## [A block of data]
>>>>>

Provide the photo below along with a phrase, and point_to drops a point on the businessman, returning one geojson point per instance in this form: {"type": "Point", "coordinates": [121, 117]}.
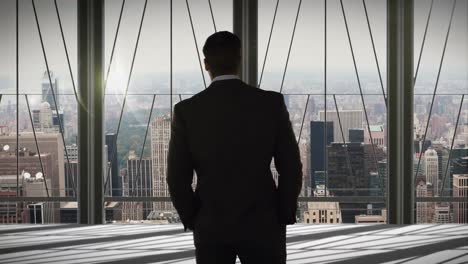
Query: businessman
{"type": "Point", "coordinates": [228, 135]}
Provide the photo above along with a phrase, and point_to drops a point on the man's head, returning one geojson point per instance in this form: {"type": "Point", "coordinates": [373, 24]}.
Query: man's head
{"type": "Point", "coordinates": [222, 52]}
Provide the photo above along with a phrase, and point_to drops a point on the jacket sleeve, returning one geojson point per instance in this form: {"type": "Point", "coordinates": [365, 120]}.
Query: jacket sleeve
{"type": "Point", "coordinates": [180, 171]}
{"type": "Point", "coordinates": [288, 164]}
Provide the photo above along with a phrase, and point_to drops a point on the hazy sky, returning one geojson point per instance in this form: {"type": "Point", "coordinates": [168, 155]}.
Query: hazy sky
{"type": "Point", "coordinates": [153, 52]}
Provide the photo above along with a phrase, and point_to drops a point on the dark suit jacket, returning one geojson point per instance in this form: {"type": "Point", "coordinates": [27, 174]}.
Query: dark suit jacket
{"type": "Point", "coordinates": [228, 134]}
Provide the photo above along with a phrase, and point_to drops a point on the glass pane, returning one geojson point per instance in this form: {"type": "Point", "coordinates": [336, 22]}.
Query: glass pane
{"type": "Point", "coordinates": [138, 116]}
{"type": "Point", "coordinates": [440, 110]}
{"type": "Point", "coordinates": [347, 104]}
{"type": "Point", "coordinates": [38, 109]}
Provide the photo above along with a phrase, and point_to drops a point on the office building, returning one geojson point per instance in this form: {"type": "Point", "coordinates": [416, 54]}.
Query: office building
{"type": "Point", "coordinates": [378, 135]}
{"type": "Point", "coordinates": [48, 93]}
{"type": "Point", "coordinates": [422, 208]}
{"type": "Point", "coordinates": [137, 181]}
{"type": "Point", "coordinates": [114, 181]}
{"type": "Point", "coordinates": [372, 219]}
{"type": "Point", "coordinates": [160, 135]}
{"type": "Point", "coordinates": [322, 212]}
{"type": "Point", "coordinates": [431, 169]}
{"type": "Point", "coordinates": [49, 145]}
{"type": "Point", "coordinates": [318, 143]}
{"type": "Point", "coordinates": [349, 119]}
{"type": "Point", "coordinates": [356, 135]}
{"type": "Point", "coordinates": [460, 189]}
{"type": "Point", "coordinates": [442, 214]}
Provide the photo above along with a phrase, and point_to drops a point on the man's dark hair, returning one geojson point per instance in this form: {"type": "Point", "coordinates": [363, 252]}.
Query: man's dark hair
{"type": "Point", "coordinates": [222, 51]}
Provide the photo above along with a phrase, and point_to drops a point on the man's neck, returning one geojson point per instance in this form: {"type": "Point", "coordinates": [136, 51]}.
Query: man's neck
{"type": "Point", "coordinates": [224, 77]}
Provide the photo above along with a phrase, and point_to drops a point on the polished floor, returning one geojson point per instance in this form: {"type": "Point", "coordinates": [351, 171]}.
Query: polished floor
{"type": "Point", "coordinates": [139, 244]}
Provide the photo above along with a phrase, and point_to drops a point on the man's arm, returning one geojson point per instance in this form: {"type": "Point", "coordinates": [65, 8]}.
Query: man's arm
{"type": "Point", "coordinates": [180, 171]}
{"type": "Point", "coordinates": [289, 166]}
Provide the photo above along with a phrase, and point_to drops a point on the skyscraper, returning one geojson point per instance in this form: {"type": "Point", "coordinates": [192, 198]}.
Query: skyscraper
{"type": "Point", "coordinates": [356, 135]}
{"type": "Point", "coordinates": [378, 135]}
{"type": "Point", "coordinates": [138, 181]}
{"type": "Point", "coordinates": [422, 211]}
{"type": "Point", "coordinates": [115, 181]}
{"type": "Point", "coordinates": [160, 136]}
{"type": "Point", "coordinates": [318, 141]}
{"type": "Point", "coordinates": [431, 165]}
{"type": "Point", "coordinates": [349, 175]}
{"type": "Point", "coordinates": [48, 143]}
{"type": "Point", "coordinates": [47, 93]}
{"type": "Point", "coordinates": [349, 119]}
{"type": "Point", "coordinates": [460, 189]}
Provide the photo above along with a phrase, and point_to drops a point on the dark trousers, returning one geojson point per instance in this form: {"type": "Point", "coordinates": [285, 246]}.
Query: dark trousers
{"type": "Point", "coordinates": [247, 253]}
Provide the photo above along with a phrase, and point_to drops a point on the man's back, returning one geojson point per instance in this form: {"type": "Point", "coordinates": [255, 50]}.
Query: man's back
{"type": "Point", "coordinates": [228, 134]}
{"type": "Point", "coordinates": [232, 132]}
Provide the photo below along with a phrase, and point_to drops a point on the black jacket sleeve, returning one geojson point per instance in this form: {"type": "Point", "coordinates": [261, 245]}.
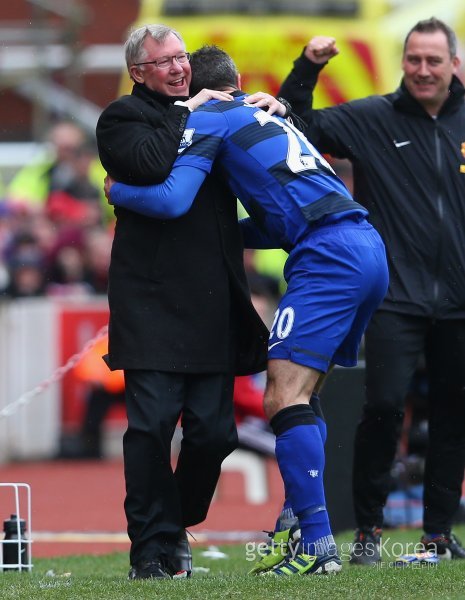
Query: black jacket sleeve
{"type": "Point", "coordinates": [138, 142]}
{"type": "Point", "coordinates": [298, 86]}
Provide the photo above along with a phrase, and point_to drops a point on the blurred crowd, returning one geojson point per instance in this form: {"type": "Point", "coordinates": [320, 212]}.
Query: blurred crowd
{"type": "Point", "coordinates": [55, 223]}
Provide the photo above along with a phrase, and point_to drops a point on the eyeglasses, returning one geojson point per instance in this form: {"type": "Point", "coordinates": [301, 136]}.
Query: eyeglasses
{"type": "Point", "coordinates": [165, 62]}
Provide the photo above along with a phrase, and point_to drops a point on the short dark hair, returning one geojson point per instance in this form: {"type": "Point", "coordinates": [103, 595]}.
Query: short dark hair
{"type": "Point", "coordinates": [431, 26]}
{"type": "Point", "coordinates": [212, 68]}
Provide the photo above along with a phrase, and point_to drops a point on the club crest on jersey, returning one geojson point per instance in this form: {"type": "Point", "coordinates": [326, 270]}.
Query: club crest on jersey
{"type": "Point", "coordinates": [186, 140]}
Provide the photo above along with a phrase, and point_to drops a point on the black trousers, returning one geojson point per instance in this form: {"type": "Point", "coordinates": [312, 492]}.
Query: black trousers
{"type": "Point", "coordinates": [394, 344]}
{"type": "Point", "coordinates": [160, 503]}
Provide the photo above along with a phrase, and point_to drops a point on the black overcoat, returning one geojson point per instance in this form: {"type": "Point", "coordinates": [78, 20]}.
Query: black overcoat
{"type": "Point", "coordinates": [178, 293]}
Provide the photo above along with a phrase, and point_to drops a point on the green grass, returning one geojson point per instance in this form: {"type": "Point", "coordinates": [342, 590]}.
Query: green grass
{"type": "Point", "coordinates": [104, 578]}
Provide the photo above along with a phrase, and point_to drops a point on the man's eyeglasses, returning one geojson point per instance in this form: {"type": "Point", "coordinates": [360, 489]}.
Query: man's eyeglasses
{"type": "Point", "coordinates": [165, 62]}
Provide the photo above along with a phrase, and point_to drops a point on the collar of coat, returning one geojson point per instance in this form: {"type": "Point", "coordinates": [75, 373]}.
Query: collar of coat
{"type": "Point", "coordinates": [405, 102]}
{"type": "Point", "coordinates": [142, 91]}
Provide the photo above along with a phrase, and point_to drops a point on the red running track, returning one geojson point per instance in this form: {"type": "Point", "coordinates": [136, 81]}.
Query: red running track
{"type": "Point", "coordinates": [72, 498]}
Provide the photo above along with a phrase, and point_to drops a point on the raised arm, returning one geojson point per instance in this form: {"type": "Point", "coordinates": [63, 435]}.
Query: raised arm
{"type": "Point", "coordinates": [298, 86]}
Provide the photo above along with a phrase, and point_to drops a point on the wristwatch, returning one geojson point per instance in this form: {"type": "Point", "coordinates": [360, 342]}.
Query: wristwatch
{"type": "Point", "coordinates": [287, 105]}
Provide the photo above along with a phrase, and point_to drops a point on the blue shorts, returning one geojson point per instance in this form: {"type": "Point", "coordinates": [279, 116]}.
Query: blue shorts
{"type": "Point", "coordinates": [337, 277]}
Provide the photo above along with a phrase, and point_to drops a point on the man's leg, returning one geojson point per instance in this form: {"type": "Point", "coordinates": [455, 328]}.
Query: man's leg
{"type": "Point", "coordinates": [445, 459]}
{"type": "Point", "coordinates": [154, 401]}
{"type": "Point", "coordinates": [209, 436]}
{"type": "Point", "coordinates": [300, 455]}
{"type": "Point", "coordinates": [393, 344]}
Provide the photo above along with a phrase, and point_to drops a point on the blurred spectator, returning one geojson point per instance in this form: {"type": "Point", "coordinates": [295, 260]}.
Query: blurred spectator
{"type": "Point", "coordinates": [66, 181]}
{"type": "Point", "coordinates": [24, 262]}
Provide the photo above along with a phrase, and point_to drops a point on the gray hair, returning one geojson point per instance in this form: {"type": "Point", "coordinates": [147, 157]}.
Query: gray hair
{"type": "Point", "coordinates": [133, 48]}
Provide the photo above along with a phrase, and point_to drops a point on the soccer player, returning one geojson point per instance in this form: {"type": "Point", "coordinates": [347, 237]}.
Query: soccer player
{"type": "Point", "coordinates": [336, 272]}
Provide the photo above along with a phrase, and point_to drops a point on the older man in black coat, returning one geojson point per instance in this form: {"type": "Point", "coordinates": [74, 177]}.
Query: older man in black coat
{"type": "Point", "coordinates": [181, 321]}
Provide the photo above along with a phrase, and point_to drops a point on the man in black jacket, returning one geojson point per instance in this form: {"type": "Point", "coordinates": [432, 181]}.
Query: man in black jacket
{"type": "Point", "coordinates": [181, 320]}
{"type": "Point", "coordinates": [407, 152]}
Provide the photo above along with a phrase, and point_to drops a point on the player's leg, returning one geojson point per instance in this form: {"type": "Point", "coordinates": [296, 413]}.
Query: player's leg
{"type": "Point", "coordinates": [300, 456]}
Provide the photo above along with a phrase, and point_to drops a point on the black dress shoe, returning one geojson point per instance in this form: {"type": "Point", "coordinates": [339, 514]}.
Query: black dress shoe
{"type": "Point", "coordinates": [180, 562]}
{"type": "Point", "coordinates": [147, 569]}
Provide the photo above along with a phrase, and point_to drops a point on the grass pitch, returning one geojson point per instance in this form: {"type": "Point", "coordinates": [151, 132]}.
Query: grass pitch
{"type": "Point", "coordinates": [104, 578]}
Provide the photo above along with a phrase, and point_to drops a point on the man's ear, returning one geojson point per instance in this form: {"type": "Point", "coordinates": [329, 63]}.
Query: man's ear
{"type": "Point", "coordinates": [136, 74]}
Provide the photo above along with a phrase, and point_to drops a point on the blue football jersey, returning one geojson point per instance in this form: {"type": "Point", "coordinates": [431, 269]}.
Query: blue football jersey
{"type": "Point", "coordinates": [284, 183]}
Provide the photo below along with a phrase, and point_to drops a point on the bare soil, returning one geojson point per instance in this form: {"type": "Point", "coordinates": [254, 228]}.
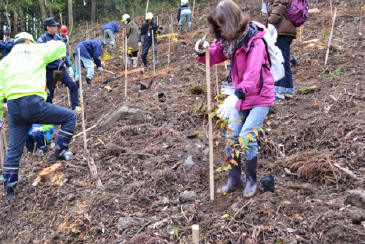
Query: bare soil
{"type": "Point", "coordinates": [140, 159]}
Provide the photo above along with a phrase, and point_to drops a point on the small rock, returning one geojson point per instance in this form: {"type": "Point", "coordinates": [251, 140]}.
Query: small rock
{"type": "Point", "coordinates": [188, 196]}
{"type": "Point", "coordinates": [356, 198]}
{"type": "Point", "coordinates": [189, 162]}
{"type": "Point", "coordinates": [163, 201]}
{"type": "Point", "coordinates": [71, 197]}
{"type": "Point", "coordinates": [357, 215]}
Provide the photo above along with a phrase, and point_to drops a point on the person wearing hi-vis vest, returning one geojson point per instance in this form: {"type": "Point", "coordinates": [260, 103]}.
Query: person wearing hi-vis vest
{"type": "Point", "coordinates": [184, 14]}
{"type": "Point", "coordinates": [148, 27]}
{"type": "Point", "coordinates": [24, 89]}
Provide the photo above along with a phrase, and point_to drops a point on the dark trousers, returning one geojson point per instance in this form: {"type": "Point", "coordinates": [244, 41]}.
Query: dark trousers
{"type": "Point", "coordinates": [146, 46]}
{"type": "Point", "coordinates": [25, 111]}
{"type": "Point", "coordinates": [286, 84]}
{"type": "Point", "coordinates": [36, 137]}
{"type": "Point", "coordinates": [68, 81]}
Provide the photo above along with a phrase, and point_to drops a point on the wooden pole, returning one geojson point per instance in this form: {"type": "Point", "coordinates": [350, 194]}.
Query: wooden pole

<<<<<

## [WHAT YOU HAVE TO DO]
Every line from the one containing "on the wooden" through the last line of the entries must be written out verbatim, and no other line.

## [COMPLETE OUTPUT]
Provide the photo above along with a phrase, and point_to drops a point on the wooden pole, returning one geojson point per instance in this form: {"type": "Point", "coordinates": [350, 194]}.
Query: wooden pole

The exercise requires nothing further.